Microphorella is a genus of flies in the family Dolichopodidae. It is currently considered both paraphyletic and polyphyletic, and several species groups may need to be recognised as subgenera or genera.

==Species==
Species groups as defined by Cumming & Brooks (2019):
- Microphorella short R_{1} species group:
  - three undescribed species from western North America
  - †Microphorella fragilis Cumming & Greenwalt in Greenwalt et al., 2022 – Middle Eocene, Kishenehn Formation
- Microphorella malaysiana species group:
  - Microphorella bira Shamshev & Grootaert, 2004 – Sulawesi
  - Microphorella malaysiana Shamshev & Grootaert, 2004 – Thailand, Singapore, Indonesia
  - Microphorella papuana Shamshev & Grootaert, 2004 – Papua New Guinea
  - Microphorella satunensis Shamshev & Grootaert, 2004 – Thailand
- Microphorella irwini species group:
  - Microphorella irwini Brooks & Cumming, 2023 – South Africa (Western Cape Province)
- Microphorella emiliae species group:
  - Microphorella emiliae Shamshev, 2004 – Far East Russia (Sakhalin and Kuril Islands)
- Microphorella iota species group:
  - Microphorella iota Colless, 1964 – Australia (Australian Capital Territory and New South Wales)
- Microphorella bungle species group:
  - Microphorella bungle Brooks & Cumming, 2022 – Australia: New South Wales (Warrumbungle National Park)
  - Microphorella viticula Brooks & Cumming, 2022 – Australia: New South Wales (Blue Mountains National Park)
- Microphorella amorimi species group:
  - Microphorella amorimi Brooks & Cumming, 2023 – Chile (Maule Region)
- Microphorella chillcotti species group:
  - Microphorella chillcotti Brooks & Cumming, 2012 – Canada (Alberta, British Columbia), United States (Washington)

[DATA EXTRACT]

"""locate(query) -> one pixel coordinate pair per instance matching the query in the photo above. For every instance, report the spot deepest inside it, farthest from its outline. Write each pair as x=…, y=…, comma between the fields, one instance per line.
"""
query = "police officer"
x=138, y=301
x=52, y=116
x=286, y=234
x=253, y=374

[ASSIGNED TASK]
Continue the text on the fly genus Microphorella from the point where it ends.

[SOLVED PROBLEM]
  - Microphorella vockerothi Brooks & Cumming, 2012 – Canada (Yukon)
- Microphorella curtipes species group:
  - Microphorella beckeri (Strobl, 1910) – Central Europe
  - Microphorella curtipes (Becker, 1910) – north Italy, Corsica, Sardinia
  - ?Microphorella ulrichi Gatt, 2003 – Tunisia, Morocco
- Microphorella chiragra species group:
  - Microphorella chiragra Melander, 1927 – United States
  - Microphorella longitarsis Melander, 1927 – United States
  - Microphorella ornatipes Melander, 1927 – United States
  - 11 undescribed species from western North America
- Microphorella acroptera species group:
  - Microphorella acroptera Melander, 1927 – United States
  - Microphorella tubifera Melander, 1927 – United States
  - nine undescribed species from western North America
- Genus Microphorella s.str.:
  - Microphorella cassari Gatt, 2011 – Tunisia
  - Microphorella ebejeri Gatt, 2012 – Israel
  - Microphorella praecox (Loew, 1864) – Europe
  - Microphorella similis Brooks in Brooks & Ulrich, 2012 – Switzerland
  - Microphorella mamillata Gatt, 2012 – Tunisia

The Mediterranean species Microphorella merzi Gatt, 2003 is now classified in Eothalassius.